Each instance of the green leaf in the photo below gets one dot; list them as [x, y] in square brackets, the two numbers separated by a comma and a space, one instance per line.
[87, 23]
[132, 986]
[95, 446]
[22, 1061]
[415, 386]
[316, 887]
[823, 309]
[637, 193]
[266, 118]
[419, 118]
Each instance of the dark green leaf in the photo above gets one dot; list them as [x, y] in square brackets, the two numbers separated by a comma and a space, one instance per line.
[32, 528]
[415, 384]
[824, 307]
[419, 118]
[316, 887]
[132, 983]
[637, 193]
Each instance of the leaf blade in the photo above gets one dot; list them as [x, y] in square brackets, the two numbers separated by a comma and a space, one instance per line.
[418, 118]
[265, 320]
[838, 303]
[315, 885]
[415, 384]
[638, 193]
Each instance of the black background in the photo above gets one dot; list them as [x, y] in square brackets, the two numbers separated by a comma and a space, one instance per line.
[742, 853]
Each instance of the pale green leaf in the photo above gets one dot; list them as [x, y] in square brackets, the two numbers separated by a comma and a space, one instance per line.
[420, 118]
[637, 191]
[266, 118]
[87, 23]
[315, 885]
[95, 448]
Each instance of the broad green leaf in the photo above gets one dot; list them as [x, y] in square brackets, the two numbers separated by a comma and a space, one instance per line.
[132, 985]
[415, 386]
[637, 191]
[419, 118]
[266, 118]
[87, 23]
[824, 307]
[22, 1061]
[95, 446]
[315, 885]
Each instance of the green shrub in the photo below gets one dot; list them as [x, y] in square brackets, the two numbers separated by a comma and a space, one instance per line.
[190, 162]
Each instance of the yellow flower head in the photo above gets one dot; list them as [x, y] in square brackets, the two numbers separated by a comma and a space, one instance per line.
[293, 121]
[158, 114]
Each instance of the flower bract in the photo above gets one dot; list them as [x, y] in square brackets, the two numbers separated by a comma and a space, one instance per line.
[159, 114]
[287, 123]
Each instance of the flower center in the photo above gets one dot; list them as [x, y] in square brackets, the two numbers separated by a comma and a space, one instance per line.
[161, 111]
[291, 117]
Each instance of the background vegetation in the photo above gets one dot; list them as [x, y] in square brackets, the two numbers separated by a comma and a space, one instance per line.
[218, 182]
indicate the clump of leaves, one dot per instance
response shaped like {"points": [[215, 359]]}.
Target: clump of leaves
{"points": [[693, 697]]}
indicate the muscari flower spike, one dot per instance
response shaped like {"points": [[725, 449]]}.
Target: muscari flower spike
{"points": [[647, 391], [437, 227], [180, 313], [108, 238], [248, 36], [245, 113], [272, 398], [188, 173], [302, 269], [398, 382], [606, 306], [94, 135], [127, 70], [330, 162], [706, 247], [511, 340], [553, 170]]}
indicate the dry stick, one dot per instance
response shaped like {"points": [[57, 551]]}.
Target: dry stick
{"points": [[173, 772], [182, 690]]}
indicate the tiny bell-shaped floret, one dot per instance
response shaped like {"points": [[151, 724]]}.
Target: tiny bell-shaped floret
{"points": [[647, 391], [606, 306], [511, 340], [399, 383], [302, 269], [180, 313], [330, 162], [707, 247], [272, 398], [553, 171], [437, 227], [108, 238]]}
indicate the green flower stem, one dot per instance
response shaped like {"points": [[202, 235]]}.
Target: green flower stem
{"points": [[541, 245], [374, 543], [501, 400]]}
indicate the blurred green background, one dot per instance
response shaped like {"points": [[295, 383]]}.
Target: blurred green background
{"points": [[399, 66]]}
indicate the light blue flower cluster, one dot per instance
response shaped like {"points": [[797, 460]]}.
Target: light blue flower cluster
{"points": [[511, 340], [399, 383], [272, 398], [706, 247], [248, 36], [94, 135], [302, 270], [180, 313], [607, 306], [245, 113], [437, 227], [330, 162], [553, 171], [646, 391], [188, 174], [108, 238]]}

----------

• [REQUEST]:
Reproduce every one of the rows above, character for character, keeping their original order.

• [COMPLETE RESPONSE]:
Each instance of the green leaf in the photo below gets one dot; list them as [x, y] in square brackets, the two numbers separated by a comma and a space, one instance per line.
[87, 23]
[132, 986]
[95, 446]
[22, 1061]
[415, 386]
[316, 887]
[823, 309]
[637, 193]
[266, 118]
[419, 118]
Each instance of the dark green leaf in the photo above gets one dot; list them as [x, y] in square brackets, the two numbers separated by a comma and a space, one instance per line.
[32, 528]
[415, 384]
[824, 307]
[419, 118]
[316, 887]
[132, 983]
[637, 193]
Each instance of the leaf blade in the photo above gets one dot; list them as [x, y] in square brackets, the two numbers separated by a comma and a space, one instance per line.
[418, 118]
[265, 320]
[838, 303]
[315, 885]
[415, 384]
[638, 193]
Each instance of the black background in the photo above gets one dot; list them as [x, y] in square brackets, the two numbers separated by a comma and a space, one instance per line.
[742, 853]
Each instance of the pale green leaf in the photo above gets one dot; list them as [x, y] in square brackets, the two numbers separated by a comma and a space, one instance per line.
[420, 118]
[637, 191]
[266, 118]
[87, 23]
[315, 885]
[95, 448]
Each instance of the broad green leaf in the photo above gets one dot; list them as [x, y] in square brackets, the two numbers separated by a comma and a space, one instance per line.
[132, 985]
[415, 386]
[637, 191]
[419, 118]
[266, 118]
[87, 23]
[824, 307]
[22, 1061]
[95, 446]
[315, 885]
Each instance of the green shrub in the photo below gets one dot; list them as [x, y] in square brackets, the two numbers separated by a comma and a space, one instance per line.
[190, 162]
Each instance of the yellow flower head in the photo above gets one dot; list them as [x, y] in square brackets, the two numbers separated by a comma and a space, one instance per line.
[293, 121]
[158, 114]
Each instance of the flower bract in the photo above gets one dot; list them as [x, y] in square brackets, the two numbers separated by a comma and a space, one instance per line.
[159, 114]
[287, 123]
Each instance of the flower center in the photo above gets one dot; list them as [x, y] in square brackets, the two numbers separated by a comma and a space, one instance per line.
[161, 111]
[291, 117]
Each instance of the background vegetation in the photo above gets one dot; list them as [x, y] in square brackets, the two numbers separated by a comma and a space, one instance per line.
[218, 182]
indicate the clump of leaves, one dot per instance
response shaped like {"points": [[215, 359]]}.
Target: clump of leaves
{"points": [[693, 697]]}
indicate the muscari flower spike, one dot per instance
response shaped like {"points": [[725, 449]]}.
Target: muscari flower spike
{"points": [[647, 391], [437, 227], [180, 313], [108, 238], [248, 36], [245, 113], [272, 398], [188, 173], [302, 269], [398, 382], [606, 306], [94, 135], [127, 70], [330, 162], [706, 247], [511, 340], [553, 170]]}
indicate the dry stick, one dot per instance
response shaped like {"points": [[57, 551]]}.
Target: dry stick
{"points": [[173, 772], [182, 690]]}
indicate the tiny bell-shaped floret, one dot per instance
response shaped like {"points": [[151, 724]]}.
Target: tiny bell-shaped floret
{"points": [[647, 391], [606, 306], [511, 340], [399, 383], [302, 269], [180, 313], [330, 162], [707, 247], [272, 398], [553, 171], [437, 227], [108, 238]]}
indicate the green flower stem, one dot per instance
response shaped like {"points": [[202, 235]]}.
Target: green flower stem
{"points": [[541, 245], [374, 543], [501, 400]]}
indicate the blurred green background, one dot per instance
response shaped like {"points": [[295, 383]]}.
Target: blurred green background
{"points": [[399, 66]]}
indicate the light blue flower cluster, one dot per instance
response shaped like {"points": [[797, 460]]}.
Target: light blue flower cluster
{"points": [[511, 340], [399, 383], [272, 398], [706, 247], [248, 36], [94, 135], [302, 270], [180, 313], [607, 306], [245, 113], [437, 227], [330, 162], [553, 171], [646, 391], [188, 174], [108, 238]]}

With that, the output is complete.